Short problem: Return each line of the records that contains the string "instance", matching case exactly.
Material for the task start
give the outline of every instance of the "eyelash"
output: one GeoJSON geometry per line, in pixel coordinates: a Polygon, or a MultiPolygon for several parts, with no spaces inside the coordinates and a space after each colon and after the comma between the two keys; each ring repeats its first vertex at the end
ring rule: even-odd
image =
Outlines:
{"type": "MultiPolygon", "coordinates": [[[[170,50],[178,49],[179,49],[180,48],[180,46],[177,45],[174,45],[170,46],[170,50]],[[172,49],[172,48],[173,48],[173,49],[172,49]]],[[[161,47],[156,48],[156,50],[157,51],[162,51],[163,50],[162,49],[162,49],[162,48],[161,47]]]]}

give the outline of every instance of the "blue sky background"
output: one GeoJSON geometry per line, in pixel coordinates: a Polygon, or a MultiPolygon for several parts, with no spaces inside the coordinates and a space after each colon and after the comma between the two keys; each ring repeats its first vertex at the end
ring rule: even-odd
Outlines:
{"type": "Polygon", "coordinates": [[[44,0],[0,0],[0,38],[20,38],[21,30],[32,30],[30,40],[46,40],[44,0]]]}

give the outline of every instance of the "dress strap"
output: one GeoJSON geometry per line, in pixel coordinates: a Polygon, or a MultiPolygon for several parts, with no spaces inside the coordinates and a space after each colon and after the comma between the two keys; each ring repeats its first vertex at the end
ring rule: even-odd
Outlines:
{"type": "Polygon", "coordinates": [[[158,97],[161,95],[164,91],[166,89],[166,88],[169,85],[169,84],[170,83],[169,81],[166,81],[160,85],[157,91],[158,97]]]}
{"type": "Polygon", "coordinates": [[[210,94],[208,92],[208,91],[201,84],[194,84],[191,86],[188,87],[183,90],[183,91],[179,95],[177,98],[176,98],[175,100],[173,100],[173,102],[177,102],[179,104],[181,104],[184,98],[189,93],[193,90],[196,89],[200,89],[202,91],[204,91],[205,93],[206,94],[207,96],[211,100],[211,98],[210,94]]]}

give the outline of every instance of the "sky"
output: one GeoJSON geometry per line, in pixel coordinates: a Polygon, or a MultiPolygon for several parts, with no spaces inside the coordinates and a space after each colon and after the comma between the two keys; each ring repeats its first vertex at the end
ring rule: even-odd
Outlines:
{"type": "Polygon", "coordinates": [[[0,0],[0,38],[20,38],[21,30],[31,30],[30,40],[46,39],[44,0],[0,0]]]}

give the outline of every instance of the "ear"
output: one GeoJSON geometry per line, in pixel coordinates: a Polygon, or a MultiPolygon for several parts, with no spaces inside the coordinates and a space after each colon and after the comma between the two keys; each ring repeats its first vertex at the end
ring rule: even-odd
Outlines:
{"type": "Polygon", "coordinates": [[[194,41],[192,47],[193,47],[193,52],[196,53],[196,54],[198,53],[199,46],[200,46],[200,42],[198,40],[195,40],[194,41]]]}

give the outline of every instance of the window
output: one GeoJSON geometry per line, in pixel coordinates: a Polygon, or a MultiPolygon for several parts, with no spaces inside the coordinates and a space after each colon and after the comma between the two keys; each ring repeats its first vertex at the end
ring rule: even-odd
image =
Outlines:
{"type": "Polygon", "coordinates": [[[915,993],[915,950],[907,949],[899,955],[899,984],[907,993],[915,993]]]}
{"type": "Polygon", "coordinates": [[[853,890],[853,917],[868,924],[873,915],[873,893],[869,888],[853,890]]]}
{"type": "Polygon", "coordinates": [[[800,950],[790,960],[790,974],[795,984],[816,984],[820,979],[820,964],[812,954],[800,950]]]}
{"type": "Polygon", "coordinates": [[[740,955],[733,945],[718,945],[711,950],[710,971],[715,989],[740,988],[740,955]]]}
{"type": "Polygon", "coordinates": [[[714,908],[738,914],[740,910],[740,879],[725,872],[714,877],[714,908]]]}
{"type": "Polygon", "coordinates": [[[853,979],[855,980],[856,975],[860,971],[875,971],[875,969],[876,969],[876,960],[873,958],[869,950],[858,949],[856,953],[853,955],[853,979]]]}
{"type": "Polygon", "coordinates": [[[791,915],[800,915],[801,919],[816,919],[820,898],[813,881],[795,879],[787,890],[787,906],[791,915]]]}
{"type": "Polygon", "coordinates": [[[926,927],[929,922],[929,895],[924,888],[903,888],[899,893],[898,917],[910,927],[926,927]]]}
Material for the task end
Final result:
give the outline of every instance of the "eyelash"
give the outline of every instance of the "blue sky background"
give the outline of every instance of the "dress strap"
give the outline of every instance of the "sky"
give the outline of every instance of the "ear"
give the outline of every instance of the window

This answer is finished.